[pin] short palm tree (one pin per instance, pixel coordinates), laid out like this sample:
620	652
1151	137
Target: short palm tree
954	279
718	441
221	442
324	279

--

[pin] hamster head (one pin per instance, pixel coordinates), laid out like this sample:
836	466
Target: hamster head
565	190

**SHORT PROBLEM**
Show every line above that contains the string "laid". Case counts.

**ANSWER TO THIS TASK**
[pin] short palm tree (one pin per instance, pixel coordinates), laid out like this sample:
[pin] hamster head (one pin per instance, pixel coordinates), laid out like this sample:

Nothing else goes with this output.